→ To do:
From the material below, pull out each line that contains the word "order" and copy it in full.

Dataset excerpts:
########################################
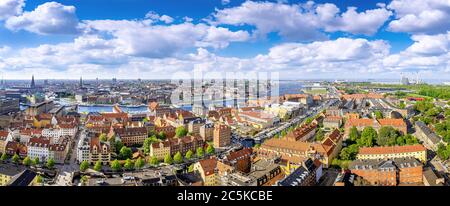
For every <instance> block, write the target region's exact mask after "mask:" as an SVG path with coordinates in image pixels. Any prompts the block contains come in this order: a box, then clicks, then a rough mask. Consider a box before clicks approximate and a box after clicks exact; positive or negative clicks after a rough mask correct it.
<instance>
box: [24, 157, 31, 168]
mask: <svg viewBox="0 0 450 206" xmlns="http://www.w3.org/2000/svg"><path fill="white" fill-rule="evenodd" d="M22 164H23V165H25V166H30V165H31V159H30V158H29V157H25V159H23V161H22Z"/></svg>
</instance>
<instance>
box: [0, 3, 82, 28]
mask: <svg viewBox="0 0 450 206" xmlns="http://www.w3.org/2000/svg"><path fill="white" fill-rule="evenodd" d="M75 11H76V9H75V7H73V6H64V5H62V4H60V3H57V2H47V3H44V4H42V5H39V6H38V7H37V8H36V9H35V10H34V11H31V12H24V13H23V14H22V15H20V16H13V17H10V18H8V19H7V21H6V24H5V26H6V28H8V29H10V30H14V31H17V30H21V29H24V30H27V31H30V32H34V33H37V34H77V33H79V32H80V30H79V24H78V18H77V16H76V14H75Z"/></svg>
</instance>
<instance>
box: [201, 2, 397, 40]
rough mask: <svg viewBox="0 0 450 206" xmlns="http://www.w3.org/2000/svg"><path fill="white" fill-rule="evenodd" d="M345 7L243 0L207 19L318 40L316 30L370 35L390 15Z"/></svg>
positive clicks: (323, 37) (314, 3)
mask: <svg viewBox="0 0 450 206" xmlns="http://www.w3.org/2000/svg"><path fill="white" fill-rule="evenodd" d="M356 9H357V8H355V7H349V8H348V9H347V11H346V12H344V13H342V12H341V11H340V9H339V8H338V7H337V6H336V5H334V4H330V3H327V4H315V3H314V2H311V1H309V2H307V3H305V4H292V5H289V4H284V3H272V2H253V1H246V2H244V3H243V4H242V5H241V6H238V7H233V8H226V9H223V10H218V11H217V12H216V13H215V14H213V17H212V20H209V21H210V22H213V23H216V24H230V25H237V26H241V25H251V26H255V27H256V30H255V31H254V32H255V33H256V34H257V35H260V36H261V35H262V36H264V35H266V34H268V33H270V32H278V33H279V34H280V35H281V36H283V37H285V38H287V39H289V40H303V41H310V40H318V39H325V38H326V36H325V35H324V34H323V33H322V32H320V30H322V29H324V30H325V31H328V32H335V31H343V32H347V33H352V34H365V35H373V34H375V33H376V32H377V31H378V29H379V28H380V27H381V26H382V25H383V24H384V22H386V21H387V20H388V19H389V17H390V16H391V14H392V13H391V12H390V11H388V10H386V8H384V7H380V8H377V9H373V10H367V11H364V12H360V13H358V12H357V11H356Z"/></svg>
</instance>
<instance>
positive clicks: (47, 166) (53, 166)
mask: <svg viewBox="0 0 450 206" xmlns="http://www.w3.org/2000/svg"><path fill="white" fill-rule="evenodd" d="M45 166H47V168H48V169H53V167H54V166H55V160H54V159H53V158H50V159H48V160H47V163H46V164H45Z"/></svg>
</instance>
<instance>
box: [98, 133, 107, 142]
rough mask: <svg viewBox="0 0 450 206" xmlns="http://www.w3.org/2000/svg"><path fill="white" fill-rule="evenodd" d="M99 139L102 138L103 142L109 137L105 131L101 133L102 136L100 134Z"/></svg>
mask: <svg viewBox="0 0 450 206" xmlns="http://www.w3.org/2000/svg"><path fill="white" fill-rule="evenodd" d="M99 139H100V141H102V142H106V141H108V137H107V136H106V134H105V133H101V134H100V136H99Z"/></svg>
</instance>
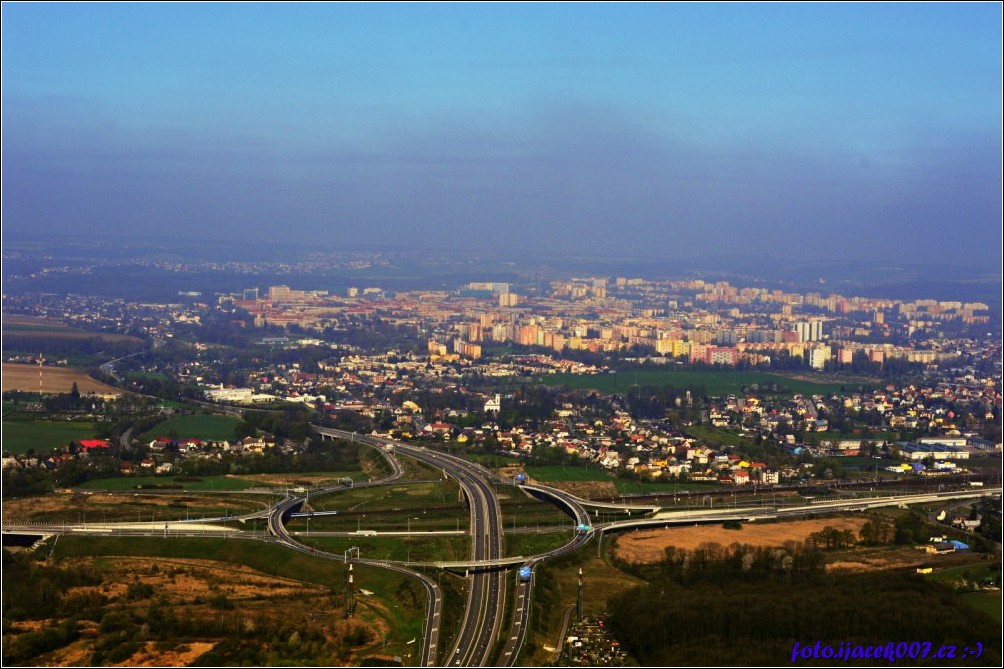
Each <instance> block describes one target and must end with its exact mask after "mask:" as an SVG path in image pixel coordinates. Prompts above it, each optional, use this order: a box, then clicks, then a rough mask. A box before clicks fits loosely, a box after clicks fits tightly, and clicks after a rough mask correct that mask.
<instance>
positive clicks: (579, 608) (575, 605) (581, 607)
########################################
→ Exercise solution:
For every <instance> block, write the target region's exact mask after "mask:" as an SVG path with coordinates in image pixels. Any prompts the block contains come in this order: a box, then clicks, then a rough mask. Consider a box before clicks approximate and a box after clicks exact; positive or negative clicks after a rough mask correct it.
Each <instance> block describes one target and must end with its exact mask after "mask:" as an SVG path in image pixel coordinates. Prompts above it, each optional, use this order: a box, then clicks, then a rough mask. A box before clicks fits loosely, a box after clicks fits tightly, and clicks after a rough mask correct that mask.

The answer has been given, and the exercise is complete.